- Short problem -
Rewrite the listing from its start through the line with "point(224, 378)", requests included, and rescale every point coordinate in the answers by 1.9, rounding to whole numbers with halves going up. Keep the numbers in the requests and their format samples unchanged, and leave the pictures out.

- Given data -
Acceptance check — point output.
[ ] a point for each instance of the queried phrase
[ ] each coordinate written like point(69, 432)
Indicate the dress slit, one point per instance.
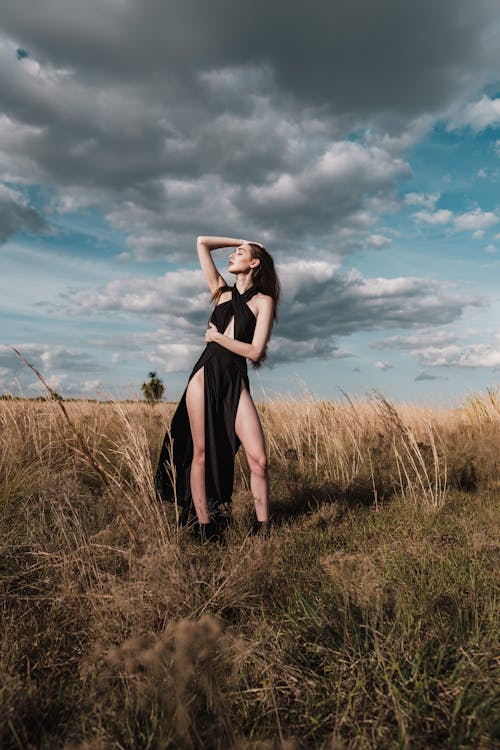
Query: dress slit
point(224, 378)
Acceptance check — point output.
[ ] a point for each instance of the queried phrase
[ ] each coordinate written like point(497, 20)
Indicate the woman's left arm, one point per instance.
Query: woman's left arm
point(261, 334)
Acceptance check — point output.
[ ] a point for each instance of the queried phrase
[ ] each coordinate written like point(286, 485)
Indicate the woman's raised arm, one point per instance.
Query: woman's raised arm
point(204, 246)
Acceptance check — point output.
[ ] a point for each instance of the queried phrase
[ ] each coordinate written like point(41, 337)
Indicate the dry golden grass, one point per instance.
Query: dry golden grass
point(367, 619)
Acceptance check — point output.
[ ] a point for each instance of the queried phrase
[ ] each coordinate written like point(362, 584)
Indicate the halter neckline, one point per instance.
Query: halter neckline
point(248, 292)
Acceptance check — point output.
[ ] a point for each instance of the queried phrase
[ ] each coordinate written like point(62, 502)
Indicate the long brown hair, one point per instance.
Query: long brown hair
point(266, 280)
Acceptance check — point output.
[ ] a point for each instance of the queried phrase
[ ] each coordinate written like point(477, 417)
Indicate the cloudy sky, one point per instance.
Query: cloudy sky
point(359, 140)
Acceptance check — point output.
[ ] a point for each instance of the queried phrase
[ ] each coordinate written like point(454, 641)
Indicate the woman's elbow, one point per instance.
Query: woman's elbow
point(255, 354)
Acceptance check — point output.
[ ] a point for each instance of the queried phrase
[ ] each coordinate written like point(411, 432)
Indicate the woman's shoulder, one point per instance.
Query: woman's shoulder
point(265, 299)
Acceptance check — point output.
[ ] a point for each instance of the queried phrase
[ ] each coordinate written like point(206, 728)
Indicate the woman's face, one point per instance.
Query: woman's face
point(240, 258)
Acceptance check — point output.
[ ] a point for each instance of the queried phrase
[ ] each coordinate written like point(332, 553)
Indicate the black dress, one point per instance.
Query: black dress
point(225, 374)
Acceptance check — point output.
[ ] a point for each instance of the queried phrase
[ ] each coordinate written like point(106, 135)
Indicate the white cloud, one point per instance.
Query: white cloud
point(416, 341)
point(471, 355)
point(379, 240)
point(426, 200)
point(475, 221)
point(478, 115)
point(441, 216)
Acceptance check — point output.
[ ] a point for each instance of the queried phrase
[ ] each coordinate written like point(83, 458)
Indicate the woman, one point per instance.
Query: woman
point(216, 413)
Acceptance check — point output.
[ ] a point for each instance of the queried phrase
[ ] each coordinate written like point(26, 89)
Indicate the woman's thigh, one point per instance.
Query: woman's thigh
point(249, 429)
point(195, 403)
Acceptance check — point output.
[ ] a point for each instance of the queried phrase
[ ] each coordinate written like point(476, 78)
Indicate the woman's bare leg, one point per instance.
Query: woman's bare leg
point(195, 403)
point(249, 431)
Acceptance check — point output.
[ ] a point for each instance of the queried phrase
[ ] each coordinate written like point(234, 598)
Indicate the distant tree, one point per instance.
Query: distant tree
point(154, 389)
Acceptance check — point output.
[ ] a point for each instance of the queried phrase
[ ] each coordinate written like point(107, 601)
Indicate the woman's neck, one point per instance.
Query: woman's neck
point(243, 283)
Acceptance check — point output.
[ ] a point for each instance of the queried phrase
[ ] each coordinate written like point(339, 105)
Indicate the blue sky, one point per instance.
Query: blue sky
point(375, 186)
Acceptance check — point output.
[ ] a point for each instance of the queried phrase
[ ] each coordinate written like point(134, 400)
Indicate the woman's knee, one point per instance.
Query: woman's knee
point(258, 464)
point(199, 456)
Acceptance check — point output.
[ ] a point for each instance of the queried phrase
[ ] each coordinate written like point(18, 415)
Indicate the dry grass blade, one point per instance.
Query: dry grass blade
point(107, 479)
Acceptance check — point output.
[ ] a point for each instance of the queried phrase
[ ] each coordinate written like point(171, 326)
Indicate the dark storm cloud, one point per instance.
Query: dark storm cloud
point(182, 117)
point(17, 215)
point(319, 305)
point(365, 57)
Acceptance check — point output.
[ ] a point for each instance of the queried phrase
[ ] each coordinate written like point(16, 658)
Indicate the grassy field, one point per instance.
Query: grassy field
point(368, 618)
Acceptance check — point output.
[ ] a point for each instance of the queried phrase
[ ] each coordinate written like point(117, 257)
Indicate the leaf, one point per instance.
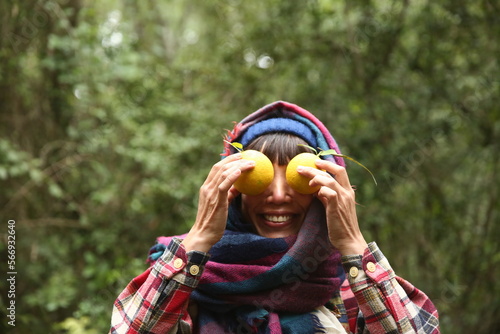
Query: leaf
point(333, 152)
point(310, 147)
point(236, 145)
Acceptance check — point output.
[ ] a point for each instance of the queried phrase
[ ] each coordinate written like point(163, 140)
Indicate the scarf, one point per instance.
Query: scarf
point(253, 284)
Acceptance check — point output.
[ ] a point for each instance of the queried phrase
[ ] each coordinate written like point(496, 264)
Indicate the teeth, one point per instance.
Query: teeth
point(277, 219)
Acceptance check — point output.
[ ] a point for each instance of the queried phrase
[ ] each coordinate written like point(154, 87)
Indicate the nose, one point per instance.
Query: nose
point(279, 191)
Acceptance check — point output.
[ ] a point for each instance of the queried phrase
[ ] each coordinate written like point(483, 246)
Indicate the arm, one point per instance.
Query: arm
point(378, 301)
point(387, 304)
point(157, 300)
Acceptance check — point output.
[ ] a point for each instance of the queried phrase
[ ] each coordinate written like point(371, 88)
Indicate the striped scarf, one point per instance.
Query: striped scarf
point(254, 284)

- The response -
Acceptance check — point output.
[ ] a point for each instance of the queried phrase
[ ] each coordinate written like point(69, 432)
Indicate the dress slit, one point per instance.
Query: dress slit
point(426, 718)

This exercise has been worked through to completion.